==== GIVEN DATA ====
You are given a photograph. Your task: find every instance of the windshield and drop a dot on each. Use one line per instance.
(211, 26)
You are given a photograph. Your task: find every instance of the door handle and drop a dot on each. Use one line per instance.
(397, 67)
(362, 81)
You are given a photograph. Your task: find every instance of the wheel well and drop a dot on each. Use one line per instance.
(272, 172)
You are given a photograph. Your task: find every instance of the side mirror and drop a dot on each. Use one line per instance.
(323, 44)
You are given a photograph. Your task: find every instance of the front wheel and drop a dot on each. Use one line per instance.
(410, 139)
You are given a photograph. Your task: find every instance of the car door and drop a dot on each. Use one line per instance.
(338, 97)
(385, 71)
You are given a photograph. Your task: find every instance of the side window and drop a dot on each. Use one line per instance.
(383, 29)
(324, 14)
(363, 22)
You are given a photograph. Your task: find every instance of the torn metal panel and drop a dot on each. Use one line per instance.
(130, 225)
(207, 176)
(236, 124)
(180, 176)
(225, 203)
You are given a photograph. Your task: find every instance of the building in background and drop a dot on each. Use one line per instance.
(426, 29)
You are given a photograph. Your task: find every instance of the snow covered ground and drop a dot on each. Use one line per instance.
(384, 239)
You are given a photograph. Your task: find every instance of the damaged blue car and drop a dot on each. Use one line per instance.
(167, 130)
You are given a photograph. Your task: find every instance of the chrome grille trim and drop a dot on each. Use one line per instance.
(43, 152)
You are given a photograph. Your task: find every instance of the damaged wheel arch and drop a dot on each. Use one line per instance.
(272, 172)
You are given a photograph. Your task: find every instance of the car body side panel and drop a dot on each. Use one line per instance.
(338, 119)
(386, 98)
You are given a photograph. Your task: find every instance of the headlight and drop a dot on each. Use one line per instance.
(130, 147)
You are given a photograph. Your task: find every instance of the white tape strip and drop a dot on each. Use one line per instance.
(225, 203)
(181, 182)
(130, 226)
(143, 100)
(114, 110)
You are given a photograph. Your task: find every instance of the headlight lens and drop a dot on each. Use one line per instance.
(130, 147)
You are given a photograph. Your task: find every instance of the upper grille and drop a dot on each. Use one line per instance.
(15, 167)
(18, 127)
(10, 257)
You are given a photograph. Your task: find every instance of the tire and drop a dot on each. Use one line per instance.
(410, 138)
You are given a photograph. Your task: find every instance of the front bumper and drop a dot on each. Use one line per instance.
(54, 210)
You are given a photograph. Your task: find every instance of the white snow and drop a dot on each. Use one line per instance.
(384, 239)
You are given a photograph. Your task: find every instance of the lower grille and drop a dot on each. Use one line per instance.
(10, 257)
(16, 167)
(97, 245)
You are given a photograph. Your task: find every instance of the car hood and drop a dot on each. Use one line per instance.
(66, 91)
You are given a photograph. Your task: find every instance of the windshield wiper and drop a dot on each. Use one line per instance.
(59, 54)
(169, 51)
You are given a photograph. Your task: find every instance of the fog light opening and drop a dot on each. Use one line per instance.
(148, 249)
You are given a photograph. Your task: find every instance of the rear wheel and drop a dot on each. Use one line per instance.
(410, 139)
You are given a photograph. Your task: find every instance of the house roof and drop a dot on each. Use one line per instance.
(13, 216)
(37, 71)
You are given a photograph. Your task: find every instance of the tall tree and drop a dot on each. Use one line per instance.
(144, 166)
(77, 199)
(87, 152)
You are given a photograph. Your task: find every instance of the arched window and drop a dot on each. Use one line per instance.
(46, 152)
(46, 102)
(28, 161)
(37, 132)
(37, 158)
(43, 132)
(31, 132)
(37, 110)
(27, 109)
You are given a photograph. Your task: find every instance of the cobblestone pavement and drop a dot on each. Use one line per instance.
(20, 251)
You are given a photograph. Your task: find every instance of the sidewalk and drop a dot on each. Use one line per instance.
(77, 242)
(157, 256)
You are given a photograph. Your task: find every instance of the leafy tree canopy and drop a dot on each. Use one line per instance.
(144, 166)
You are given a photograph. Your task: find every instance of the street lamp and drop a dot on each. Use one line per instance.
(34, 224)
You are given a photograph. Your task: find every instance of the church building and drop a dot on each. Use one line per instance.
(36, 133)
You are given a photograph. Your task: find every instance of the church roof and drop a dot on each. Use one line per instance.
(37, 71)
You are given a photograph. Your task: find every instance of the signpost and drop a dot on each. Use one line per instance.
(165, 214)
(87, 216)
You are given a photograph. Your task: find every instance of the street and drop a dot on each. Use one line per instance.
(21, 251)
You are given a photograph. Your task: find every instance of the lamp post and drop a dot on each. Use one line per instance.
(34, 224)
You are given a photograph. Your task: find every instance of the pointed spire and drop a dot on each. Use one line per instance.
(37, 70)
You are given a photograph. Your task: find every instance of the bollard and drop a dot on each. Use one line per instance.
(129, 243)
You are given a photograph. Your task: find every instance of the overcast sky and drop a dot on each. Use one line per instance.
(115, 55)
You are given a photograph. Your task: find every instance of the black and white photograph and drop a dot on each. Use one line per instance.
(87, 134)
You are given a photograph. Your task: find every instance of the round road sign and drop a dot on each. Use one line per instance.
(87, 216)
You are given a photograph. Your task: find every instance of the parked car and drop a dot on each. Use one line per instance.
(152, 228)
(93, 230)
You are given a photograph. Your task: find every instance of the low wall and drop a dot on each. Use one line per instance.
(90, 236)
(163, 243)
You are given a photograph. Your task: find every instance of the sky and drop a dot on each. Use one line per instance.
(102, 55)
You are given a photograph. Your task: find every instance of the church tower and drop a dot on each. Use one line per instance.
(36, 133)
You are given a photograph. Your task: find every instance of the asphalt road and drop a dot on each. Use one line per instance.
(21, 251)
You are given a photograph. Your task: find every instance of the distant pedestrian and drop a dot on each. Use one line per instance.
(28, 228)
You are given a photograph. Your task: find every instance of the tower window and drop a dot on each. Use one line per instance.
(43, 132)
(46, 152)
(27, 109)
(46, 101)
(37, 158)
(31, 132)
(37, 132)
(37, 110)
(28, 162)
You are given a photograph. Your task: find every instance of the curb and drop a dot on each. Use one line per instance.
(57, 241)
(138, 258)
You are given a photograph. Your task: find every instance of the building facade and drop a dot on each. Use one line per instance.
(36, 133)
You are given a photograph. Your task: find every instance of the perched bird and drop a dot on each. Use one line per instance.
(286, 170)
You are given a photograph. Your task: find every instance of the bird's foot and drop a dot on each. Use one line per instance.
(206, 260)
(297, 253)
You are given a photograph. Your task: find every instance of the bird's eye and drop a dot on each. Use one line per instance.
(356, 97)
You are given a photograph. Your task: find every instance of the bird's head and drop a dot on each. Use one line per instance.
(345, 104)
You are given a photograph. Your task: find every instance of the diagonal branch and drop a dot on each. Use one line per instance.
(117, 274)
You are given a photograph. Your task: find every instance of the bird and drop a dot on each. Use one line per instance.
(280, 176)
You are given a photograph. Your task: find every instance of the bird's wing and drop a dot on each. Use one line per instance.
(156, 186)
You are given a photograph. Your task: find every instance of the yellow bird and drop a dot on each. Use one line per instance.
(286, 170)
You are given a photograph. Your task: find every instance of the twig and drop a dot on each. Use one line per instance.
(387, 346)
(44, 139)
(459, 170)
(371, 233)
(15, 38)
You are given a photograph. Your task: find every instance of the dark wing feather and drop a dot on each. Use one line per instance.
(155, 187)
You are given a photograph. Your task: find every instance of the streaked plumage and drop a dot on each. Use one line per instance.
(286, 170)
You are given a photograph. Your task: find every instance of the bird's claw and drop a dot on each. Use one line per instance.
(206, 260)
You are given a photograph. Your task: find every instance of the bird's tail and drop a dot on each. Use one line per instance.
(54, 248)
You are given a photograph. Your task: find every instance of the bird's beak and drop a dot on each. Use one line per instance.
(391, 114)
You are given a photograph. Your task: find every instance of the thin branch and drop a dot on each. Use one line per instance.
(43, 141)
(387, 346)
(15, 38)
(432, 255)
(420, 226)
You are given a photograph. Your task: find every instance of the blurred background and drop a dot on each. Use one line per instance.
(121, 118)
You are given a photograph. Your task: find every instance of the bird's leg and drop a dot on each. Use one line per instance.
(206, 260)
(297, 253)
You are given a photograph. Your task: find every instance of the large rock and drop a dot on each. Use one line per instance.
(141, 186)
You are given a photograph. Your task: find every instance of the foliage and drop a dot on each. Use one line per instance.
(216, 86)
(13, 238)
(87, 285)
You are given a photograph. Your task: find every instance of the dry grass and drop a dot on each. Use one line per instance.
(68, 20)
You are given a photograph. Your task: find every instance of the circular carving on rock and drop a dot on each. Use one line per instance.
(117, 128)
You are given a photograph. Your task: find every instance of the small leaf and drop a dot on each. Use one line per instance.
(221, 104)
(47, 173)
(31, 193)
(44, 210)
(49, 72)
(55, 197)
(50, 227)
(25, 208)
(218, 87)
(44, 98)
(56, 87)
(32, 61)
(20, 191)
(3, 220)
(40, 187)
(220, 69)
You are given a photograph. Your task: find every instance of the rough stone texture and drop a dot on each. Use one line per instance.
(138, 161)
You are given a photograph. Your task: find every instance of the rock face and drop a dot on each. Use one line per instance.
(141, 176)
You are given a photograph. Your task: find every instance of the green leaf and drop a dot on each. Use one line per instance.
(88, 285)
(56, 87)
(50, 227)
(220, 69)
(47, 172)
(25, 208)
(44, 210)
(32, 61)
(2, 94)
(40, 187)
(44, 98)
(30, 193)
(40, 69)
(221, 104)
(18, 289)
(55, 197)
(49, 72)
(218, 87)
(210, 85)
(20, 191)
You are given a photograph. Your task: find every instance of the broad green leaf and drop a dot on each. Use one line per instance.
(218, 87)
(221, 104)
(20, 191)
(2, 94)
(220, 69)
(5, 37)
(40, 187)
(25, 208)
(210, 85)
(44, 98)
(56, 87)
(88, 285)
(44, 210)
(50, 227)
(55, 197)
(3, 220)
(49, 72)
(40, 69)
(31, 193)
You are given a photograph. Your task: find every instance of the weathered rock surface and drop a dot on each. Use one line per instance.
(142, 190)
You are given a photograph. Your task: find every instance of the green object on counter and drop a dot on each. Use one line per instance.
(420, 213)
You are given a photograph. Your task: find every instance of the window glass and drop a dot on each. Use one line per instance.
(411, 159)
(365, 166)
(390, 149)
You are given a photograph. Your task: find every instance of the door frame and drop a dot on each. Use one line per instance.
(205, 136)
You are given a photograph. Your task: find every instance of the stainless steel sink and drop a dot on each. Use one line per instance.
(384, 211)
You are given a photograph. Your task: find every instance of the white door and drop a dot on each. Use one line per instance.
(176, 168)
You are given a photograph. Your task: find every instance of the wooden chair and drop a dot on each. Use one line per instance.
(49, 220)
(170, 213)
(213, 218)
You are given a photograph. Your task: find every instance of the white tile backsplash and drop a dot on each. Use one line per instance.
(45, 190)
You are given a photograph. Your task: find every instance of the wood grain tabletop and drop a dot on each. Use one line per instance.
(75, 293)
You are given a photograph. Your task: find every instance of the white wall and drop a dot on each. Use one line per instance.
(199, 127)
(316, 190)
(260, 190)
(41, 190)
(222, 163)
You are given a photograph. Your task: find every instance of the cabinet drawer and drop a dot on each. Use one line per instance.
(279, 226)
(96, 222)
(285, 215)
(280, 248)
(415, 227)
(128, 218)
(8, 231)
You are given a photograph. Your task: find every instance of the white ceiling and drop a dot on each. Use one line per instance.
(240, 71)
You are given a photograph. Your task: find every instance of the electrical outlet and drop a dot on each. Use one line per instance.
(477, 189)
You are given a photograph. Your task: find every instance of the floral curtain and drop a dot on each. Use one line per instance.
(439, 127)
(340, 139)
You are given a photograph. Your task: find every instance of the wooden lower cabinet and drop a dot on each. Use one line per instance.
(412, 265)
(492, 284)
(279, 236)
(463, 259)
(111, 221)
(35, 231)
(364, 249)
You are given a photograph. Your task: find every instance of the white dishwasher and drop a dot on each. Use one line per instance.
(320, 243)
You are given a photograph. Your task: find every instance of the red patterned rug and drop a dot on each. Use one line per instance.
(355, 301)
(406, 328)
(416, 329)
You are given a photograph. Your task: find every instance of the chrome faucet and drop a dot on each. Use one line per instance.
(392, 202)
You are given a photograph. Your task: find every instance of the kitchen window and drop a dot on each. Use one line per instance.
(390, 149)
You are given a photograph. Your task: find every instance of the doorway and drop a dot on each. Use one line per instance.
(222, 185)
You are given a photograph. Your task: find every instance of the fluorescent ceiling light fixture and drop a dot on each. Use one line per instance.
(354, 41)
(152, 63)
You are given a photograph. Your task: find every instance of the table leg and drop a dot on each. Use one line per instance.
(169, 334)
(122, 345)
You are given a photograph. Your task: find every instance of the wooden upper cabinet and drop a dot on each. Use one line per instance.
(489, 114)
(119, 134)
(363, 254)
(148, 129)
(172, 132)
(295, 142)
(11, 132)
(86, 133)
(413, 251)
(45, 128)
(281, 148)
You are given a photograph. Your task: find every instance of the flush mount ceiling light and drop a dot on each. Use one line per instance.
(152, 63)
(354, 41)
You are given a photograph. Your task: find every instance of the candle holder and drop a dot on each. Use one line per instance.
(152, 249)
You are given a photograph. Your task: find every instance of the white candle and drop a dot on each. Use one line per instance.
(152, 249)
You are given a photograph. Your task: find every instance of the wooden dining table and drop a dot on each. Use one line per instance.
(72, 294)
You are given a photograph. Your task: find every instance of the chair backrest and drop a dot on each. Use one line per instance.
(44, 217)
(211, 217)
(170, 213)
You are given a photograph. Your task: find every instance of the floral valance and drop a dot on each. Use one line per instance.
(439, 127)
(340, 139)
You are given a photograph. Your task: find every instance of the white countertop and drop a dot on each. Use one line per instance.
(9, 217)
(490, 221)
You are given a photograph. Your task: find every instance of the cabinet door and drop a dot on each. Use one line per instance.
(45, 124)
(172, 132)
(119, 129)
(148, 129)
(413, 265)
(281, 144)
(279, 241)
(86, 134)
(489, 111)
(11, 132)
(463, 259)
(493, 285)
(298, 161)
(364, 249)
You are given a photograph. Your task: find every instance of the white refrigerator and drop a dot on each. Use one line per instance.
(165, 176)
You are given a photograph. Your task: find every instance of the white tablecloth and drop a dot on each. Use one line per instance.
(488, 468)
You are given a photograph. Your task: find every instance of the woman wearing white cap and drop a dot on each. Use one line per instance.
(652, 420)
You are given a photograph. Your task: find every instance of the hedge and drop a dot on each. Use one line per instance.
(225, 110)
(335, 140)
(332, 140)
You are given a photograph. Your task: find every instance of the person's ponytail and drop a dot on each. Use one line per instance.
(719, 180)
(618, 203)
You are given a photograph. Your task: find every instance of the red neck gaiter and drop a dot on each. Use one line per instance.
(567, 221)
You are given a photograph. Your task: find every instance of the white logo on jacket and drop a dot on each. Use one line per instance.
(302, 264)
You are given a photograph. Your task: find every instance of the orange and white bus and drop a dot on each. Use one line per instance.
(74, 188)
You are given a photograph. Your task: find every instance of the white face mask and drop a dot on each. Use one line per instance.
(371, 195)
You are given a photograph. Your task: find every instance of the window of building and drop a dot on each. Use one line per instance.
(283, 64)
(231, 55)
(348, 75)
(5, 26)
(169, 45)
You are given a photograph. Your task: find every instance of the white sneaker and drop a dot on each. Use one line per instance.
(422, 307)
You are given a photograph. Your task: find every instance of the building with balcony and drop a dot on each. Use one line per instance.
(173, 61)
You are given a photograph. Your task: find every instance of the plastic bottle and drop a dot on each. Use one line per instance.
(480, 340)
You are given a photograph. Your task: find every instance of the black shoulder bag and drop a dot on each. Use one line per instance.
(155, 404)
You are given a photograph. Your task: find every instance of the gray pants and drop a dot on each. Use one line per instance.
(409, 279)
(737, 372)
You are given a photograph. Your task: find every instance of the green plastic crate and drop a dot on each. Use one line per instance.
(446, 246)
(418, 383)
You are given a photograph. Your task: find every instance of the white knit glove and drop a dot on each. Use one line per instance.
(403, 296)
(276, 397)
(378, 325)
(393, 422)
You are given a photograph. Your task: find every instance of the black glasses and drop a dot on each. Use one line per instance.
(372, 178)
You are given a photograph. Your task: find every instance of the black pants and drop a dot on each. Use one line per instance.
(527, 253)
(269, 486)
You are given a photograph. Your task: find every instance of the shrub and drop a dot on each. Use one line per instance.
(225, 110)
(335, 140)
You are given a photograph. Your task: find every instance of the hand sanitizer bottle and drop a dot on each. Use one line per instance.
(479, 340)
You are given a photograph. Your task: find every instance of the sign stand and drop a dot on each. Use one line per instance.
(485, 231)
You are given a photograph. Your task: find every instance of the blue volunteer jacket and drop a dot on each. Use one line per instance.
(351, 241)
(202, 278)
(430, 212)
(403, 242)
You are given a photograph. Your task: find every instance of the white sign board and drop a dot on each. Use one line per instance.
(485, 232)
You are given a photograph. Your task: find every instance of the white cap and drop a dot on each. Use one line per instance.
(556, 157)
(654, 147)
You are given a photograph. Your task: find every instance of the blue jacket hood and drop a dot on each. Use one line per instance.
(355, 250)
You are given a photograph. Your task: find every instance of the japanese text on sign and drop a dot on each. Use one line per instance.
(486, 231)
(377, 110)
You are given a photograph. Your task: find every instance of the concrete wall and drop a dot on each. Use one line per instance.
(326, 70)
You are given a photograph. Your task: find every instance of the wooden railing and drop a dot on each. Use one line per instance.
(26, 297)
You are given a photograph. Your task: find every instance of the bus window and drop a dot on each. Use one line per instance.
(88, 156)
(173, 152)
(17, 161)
====
## REQUIREMENT
Extract every line from the one containing "the blue volunteer" to the end of the entries, including both of those lines, exactly as given and with nothing added.

## RESULT BELOW
You are given a photograph. Your task: find every instance of the blue volunteer jacket and drop a dot on each. Use one line per instance.
(351, 241)
(202, 278)
(430, 212)
(403, 242)
You are given a photograph. Your task: find every instance of the white sign board and drop a dot on each. Use one line per instance.
(485, 232)
You are given a photograph. Your task: find every instance of the white cap and drop a dot on each. Use one line per instance.
(556, 157)
(654, 147)
You are given a photograph. Your task: find every instance of the blue jacket hood and drop a dot on each. Use one line per instance.
(355, 250)
You are given a photograph. Your task: find every instance of the japanese text on sign and drop a dot on each. Use one line per instance.
(486, 231)
(377, 110)
You are given a photograph. Your task: find every instance of the concrete wall and drop a dot on each. Use one line per instance.
(326, 70)
You are given a photograph. Your task: find every instance of the wooden railing and drop a dot on each. Use one line per instance.
(26, 297)
You are given a photograph. Your task: find every instance of the bus window and drop a dot on each. Use one line per instance.
(88, 156)
(173, 152)
(17, 161)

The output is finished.